● The task
Recast all of the material below as a numbered list with one entry per line, omitting any blank lines.

= = = = = = =

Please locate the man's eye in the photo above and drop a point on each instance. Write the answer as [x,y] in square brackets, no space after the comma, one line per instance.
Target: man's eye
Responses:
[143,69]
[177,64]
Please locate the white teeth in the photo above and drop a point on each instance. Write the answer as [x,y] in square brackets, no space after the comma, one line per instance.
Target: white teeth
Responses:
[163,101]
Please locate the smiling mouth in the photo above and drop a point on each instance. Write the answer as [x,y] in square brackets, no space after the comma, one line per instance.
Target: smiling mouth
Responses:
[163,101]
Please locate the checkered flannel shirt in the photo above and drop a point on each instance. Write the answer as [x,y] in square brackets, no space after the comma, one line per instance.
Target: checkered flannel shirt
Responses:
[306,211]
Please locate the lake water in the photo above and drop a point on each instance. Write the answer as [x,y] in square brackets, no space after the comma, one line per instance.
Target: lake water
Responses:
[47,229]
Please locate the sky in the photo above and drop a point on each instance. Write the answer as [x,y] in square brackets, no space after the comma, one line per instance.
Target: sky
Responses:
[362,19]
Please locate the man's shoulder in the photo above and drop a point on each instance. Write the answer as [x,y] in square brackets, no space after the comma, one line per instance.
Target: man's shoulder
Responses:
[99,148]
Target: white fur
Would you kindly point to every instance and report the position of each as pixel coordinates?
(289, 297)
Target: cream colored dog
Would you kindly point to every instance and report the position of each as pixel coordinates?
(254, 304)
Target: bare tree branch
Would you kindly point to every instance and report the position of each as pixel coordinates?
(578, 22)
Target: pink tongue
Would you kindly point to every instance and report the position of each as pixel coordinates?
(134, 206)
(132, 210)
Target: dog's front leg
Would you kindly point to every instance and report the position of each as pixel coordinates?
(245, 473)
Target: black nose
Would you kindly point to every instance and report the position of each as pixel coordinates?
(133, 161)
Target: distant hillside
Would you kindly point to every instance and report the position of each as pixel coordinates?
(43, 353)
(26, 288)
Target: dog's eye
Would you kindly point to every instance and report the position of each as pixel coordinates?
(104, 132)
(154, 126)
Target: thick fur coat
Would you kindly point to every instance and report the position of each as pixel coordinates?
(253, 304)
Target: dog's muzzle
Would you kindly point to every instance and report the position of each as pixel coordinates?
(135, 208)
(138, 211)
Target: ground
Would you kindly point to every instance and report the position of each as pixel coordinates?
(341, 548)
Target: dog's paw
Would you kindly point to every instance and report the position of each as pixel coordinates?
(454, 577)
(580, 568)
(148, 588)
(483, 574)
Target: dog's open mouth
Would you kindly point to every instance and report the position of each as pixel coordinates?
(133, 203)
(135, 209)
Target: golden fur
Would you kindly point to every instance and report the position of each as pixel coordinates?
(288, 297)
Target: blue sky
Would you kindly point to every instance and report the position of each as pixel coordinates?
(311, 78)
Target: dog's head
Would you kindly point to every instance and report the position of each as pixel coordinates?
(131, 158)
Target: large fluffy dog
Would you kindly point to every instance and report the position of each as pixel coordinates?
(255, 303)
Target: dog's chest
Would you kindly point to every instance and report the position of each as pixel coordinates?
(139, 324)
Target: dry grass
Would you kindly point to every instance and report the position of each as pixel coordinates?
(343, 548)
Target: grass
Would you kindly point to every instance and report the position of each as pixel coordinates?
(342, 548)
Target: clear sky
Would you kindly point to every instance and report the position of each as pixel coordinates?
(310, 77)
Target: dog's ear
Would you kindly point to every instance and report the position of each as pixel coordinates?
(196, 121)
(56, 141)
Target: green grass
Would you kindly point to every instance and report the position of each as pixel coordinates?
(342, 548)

= = = = = = =

● Exercise result
1. Please locate the man's eye in the photo above and drop a point on each instance. Write the answer as [x,y] in square brackets, no space after the comma, one line per instance.
2. Target: man's eye
3. Responses:
4. [143,69]
5. [177,64]
6. Please locate the white teeth in the photo above and drop a point on each instance. Write the answer as [x,y] in square brackets, no space after the comma, one line per instance.
7. Target: white teeth
8. Responses:
9. [163,101]
10. Please locate the smiling mouth in the photo above and drop a point on each instance. Write the answer as [x,y] in square brackets, no space after the comma, one line per instance.
11. Target: smiling mouth
12. Responses:
13. [163,101]
14. Please locate the checkered flannel shirt in the photo above and drop a point on each instance. Write the answer as [x,y] in square brackets, no space after the comma, one line per instance.
15. Target: checkered flannel shirt
16. Responses:
17. [306,211]
18. Please locate the lake water in the photo above and drop a point on each instance. Write the answer as [x,y] in square brackets, no space after the comma, one line per instance.
19. Target: lake water
20. Responses:
21. [47,229]
22. Please locate the sky in the photo above and drop a point on each instance. Write the answer as [x,y] in square brackets, no space after the comma, one line per instance.
23. Target: sky
24. Responses:
25. [362,19]
26. Please locate the man's shoulder in the photo above and drop a point on each instance. Write the answer as [x,y] in square brackets, no space after the comma, one line per instance.
27. Target: man's shoulder
28. Responses:
29. [99,148]
30. Target: white fur
31. Would you kindly point to every instance and report the position of each as pixel coordinates?
32. (289, 297)
33. Target: cream colored dog
34. Would you kindly point to every instance and report the position of each as pixel coordinates?
35. (254, 304)
36. Target: bare tree branch
37. Would you kindly point to every instance and report the position of each as pixel coordinates?
38. (578, 22)
39. Target: pink tongue
40. Would you kindly point to every instance and report the position of each as pixel coordinates?
41. (134, 206)
42. (132, 210)
43. Target: dog's front leg
44. Would you kindly point to every instance and report the position of each as pixel coordinates?
45. (245, 473)
46. Target: black nose
47. Would you kindly point to every instance and report the position of each as pixel coordinates?
48. (133, 161)
49. Target: distant hillside
50. Would you kindly point to every instance and report the position of each as pixel coordinates?
51. (43, 353)
52. (26, 288)
53. Target: dog's eye
54. Would you kindly point to every instance and report the position of each as pixel coordinates?
55. (104, 132)
56. (154, 126)
57. Target: thick fur coat
58. Would you kindly point to every instance and report the position of each as pixel coordinates?
59. (253, 304)
60. Target: dog's muzzle
61. Would you kindly point to every instance and report the position of each as pixel coordinates?
62. (135, 208)
63. (138, 211)
64. Target: ground
65. Would you kindly point to every instance and report the position of each as pixel coordinates?
66. (341, 548)
67. Target: dog's paw
68. Would you kindly point to every instance and report the position of each as pixel coordinates?
69. (454, 577)
70. (580, 568)
71. (148, 588)
72. (483, 574)
73. Target: dog's open mouth
74. Would you kindly point to every instance and report the position of each as pixel coordinates?
75. (133, 203)
76. (135, 209)
77. Target: golden fur
78. Would you kindly point to every instance and report the position of each as pixel coordinates?
79. (288, 297)
80. Target: blue sky
81. Would you kindly point to every instance and report the position of each as pixel coordinates?
82. (311, 78)
83. Target: dog's head
84. Would you kindly point to every instance and report the position of each as pixel coordinates?
85. (131, 158)
86. Target: large fluffy dog
87. Would you kindly point to every instance and report the position of each as pixel coordinates?
88. (255, 303)
89. Target: dog's chest
90. Would you kindly point to every instance and report the position of each as pixel coordinates?
91. (139, 324)
92. Target: dry grass
93. Would you kindly point to every instance and report the position of each as pixel coordinates?
94. (343, 548)
95. Target: grass
96. Would you kindly point to every instance and report the position of each as pixel coordinates?
97. (342, 548)
98. Target: clear sky
99. Would you kindly point to every instance and report the position of each as pixel coordinates?
100. (310, 77)
101. Target: dog's ear
102. Would you kindly point to every instance and report the position of each as pixel coordinates?
103. (196, 121)
104. (56, 141)
105. Target: green grass
106. Would you kindly point to every instance and report the position of each as pixel coordinates?
107. (342, 548)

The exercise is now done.